■ INPUT:
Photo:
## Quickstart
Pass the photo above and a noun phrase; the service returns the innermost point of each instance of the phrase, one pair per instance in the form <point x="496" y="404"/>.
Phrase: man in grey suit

* * *

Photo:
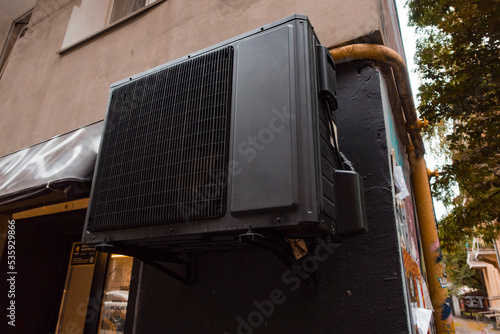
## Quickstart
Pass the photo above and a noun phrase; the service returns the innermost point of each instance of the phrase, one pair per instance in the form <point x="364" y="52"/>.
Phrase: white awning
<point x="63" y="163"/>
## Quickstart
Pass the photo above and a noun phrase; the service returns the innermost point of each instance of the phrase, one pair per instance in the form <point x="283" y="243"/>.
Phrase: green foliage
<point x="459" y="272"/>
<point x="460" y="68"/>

==

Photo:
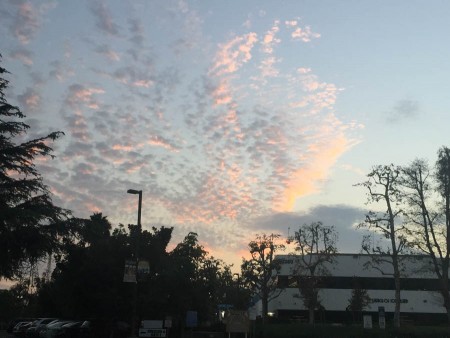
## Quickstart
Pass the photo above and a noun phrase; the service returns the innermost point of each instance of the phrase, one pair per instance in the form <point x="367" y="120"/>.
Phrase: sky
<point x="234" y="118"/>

■ WORK INSTRUCTION: From the data above, copy each line where the string "form" appears.

■ WRITTEN REPLY:
Pass the photo above and a noun phrase; the service returns the innermost point of each instance of the phrase, one pair per instance in the form <point x="496" y="404"/>.
Pass the photo above and a noun phrase; the service returns the innermost point of each instance of the phrase, one pair per instance in the form <point x="364" y="52"/>.
Pass the photo above and a noun phrase; the service returns the innermost point of each instance of the phrase, one pair per instance in the form <point x="283" y="243"/>.
Pass the photo above and a noun phrase; the service returns the innermost point of each instance of the phrase, one pair per instance in the form <point x="367" y="120"/>.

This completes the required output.